DESCRIPTION OF THE TASK - Please rewrite the items below, swapping "Identify a point" for "Locate a point" wherever it occurs and leaving everything else unchanged.
# DATA ROWS start
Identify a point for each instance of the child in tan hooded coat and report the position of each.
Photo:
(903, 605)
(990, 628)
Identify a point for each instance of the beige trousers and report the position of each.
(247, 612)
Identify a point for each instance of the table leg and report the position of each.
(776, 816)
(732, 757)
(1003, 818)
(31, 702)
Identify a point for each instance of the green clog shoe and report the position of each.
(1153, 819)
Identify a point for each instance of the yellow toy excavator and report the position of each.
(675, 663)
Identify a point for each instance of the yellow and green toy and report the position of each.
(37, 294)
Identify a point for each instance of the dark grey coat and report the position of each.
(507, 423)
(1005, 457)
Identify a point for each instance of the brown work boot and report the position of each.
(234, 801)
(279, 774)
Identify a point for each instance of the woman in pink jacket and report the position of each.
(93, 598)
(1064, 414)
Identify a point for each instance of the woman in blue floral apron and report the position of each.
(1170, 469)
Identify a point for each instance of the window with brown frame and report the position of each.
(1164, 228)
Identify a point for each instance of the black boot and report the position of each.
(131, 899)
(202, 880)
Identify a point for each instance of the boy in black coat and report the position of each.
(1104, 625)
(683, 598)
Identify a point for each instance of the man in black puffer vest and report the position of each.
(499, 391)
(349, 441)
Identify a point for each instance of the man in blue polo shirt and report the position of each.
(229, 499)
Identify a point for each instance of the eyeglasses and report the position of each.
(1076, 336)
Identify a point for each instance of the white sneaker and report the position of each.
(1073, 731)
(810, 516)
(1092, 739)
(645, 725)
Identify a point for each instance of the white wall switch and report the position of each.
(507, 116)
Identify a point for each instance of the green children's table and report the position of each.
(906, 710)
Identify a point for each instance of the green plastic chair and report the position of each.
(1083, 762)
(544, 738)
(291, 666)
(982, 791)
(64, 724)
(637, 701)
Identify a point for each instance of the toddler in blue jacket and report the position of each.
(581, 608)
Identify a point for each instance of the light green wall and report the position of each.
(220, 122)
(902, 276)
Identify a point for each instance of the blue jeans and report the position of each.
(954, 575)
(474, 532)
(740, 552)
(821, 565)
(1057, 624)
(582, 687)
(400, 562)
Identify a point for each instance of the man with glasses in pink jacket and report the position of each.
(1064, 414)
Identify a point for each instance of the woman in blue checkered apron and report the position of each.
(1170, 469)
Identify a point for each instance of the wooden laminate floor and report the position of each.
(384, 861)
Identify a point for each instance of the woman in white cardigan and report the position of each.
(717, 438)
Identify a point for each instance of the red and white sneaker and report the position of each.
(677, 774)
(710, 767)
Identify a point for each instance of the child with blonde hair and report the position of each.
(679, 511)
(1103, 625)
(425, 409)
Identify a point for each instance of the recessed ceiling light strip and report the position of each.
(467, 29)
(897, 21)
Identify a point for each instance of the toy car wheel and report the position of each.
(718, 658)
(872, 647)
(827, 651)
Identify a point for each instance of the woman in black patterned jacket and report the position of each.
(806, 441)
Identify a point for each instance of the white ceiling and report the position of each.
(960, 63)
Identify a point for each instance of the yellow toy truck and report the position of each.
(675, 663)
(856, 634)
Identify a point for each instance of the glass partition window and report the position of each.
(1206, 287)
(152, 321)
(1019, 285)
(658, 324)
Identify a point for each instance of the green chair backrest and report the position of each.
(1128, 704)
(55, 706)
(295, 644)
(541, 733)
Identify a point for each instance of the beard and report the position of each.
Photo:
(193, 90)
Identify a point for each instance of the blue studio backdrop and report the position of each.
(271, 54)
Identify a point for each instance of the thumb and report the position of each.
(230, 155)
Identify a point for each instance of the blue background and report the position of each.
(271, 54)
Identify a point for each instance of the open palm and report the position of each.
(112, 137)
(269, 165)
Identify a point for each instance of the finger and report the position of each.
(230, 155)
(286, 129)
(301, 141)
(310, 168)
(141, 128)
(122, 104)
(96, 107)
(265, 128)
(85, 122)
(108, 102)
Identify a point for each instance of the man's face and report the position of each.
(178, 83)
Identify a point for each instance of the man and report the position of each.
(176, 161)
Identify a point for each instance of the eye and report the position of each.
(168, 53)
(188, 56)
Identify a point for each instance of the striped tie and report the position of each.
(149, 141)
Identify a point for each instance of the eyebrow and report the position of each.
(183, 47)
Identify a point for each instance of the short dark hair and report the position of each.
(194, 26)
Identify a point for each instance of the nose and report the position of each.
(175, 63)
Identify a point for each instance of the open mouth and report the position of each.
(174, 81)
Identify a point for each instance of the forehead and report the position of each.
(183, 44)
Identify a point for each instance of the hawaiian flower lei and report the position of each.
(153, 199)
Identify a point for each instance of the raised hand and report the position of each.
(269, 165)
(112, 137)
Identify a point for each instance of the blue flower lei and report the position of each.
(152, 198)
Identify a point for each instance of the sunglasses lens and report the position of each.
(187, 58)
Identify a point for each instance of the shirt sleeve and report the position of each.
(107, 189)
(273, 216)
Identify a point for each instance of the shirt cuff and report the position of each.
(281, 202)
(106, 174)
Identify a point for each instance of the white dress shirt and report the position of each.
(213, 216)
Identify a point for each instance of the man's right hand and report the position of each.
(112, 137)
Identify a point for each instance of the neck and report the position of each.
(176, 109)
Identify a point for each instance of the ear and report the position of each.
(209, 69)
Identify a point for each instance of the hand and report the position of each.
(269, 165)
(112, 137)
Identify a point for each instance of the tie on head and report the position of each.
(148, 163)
# DATA ROWS end
ANSWER TO THIS EXERCISE -
Locate a point for each instance of the child in tan hooded coat and report the position of each.
Photo:
(903, 605)
(990, 628)
Locate a point for each instance of the beige trousers and report the position of each.
(247, 612)
Locate a point for each instance of the table leg and report the position of each.
(776, 816)
(732, 757)
(1003, 818)
(31, 702)
Locate a point for each instance of the green clog shoe and report the position of each.
(1153, 819)
Locate a point for each instance of the yellow toy excavator and report the position of each.
(675, 663)
Locate a point for each instance of the yellow and green toy and report the position of each.
(37, 294)
Locate a point for each instance of the dark grey coat and report the position of each.
(507, 423)
(1005, 457)
Locate a point for each instance of the brown work boot and report the position of each.
(234, 801)
(279, 774)
Locate a point for each instance of the woman in pink jacket and report the position of each.
(93, 598)
(1064, 414)
Locate a point for each instance of the woman in blue floral apron and report the position of each.
(1170, 469)
Locate a point for each instance of the window with brown frame and report the position of each.
(1164, 228)
Locate a point for each instance of the black boot and report the position of each.
(131, 899)
(202, 880)
Locate a point for each instance of the boy in black coat and report the position of each.
(1104, 625)
(683, 598)
Locate a point for each instance of the man in black puffer vest and report the position of each.
(499, 391)
(349, 441)
Locate a point for each instance of the man in blue polo shirt and report the position of each.
(229, 499)
Locate a point for each instance of the eyeglasses and report the position of each.
(1076, 336)
Locate a point for each instance of the white sneaker and report the position of each.
(1073, 731)
(810, 516)
(1092, 739)
(645, 725)
Locate a point for each instance of the white wall switch and report the position of each.
(507, 116)
Locate a point for each instance of the green children's table and report the position of each.
(906, 710)
Locate a point for each instance of the green plastic chair and report the position of each.
(1083, 762)
(544, 738)
(291, 666)
(982, 791)
(64, 724)
(637, 701)
Locate a point for each instance of the toddler in blue jacket and report the position of each.
(581, 608)
Locate a point for each instance of the light green wall and report the position of each.
(220, 122)
(902, 276)
Locate a point for each instance of the blue jeans and report the position of each.
(954, 575)
(474, 532)
(740, 552)
(821, 565)
(1057, 624)
(582, 687)
(400, 562)
Locate a point for each instance of the man with glasses in pink jacket and report the position of each.
(1064, 414)
Locate a point for each instance of the woman in blue checkered apron and report the position of each.
(1170, 469)
Locate a point for each instance of the wooden laminate floor and report the position of each.
(384, 861)
Locate a point for each instance of the woman in white cardigan and report the position of each.
(717, 438)
Locate a point for each instance of the red and white sneaker and report the position of each.
(677, 774)
(710, 767)
Locate a point for each instance of the child with blonde hair and report the position of each.
(679, 511)
(1103, 625)
(425, 409)
Locate a point for each instance of the recessed ceiling light strip and report the position of each.
(467, 29)
(897, 21)
Locate a point for each instance of the toy car wheel and report the position of each.
(718, 658)
(872, 647)
(827, 651)
Locate a point for each instance of the woman in black patterned jacket and report the position of each.
(806, 441)
Locate a point for each instance of the white ceiling and report the position of each.
(960, 63)
Locate a point for each instance of the yellow toy truck and report the position of each.
(675, 663)
(856, 634)
Locate a point for each instance of the glass partition window and report the position of each.
(1206, 287)
(152, 321)
(1019, 285)
(658, 324)
Locate a point for each instance of the green chair backrest and report the position of each.
(1128, 704)
(55, 706)
(295, 644)
(541, 733)
Locate a point for each instance of the beard and report the position of each.
Photo:
(193, 90)
Locate a point for each instance of the blue studio backdrop and report the position of each.
(271, 54)
Locate a point for each instance of the thumb and report the position of each.
(230, 155)
Locate a point for each instance of the blue background and report the position of each.
(271, 54)
Locate a point for each instance of the open palm and report the position of each.
(112, 137)
(269, 165)
Locate a point for each instance of the finger and report the position of each.
(230, 155)
(286, 129)
(301, 141)
(310, 168)
(141, 128)
(122, 104)
(96, 107)
(265, 128)
(85, 122)
(108, 102)
Locate a point for each instance of the man's face and report the position of each.
(178, 83)
Locate a point for each instance of the man and report the position of each.
(176, 161)
Locate a point for each instance of the eye and report the position of each.
(168, 53)
(188, 56)
Locate a point for each instance of the striped tie and report the position of each.
(149, 141)
Locate a point for each instance of the eyebrow and report the position of each.
(183, 47)
Locate a point for each instance of the short dark hair and report the position of each.
(194, 26)
Locate a point for each instance of the nose and report the position of each.
(175, 63)
Locate a point for each instance of the open mouth and report the position of each.
(174, 81)
Locate a point for each instance of the forehead and report the position of each.
(183, 44)
Locate a point for each instance of the hawaiian flower lei and report the position of each.
(153, 199)
Locate a point for each instance of the raised hand and report the position of each.
(269, 165)
(112, 137)
Locate a point for each instance of the blue flower lei and report the position of each.
(152, 198)
Locate a point for each instance of the sunglasses lens and report the position of each.
(187, 58)
Locate a point for each instance of the shirt sleeve and report the position of each.
(107, 189)
(273, 216)
Locate a point for each instance of the shirt cuff and report the position of each.
(281, 202)
(106, 174)
Locate a point for each instance of the white dress shirt and report the position of each.
(213, 216)
Locate a point for each instance of the man's right hand and report the position of each.
(112, 137)
Locate a point for each instance of the neck and report the position of each.
(176, 109)
Locate a point for each instance of the ear and report the position of each.
(209, 69)
Locate a point for each instance of the hand and report the position of each.
(269, 165)
(112, 137)
Locate a point for each instance of the tie on head and report the position of each.
(148, 163)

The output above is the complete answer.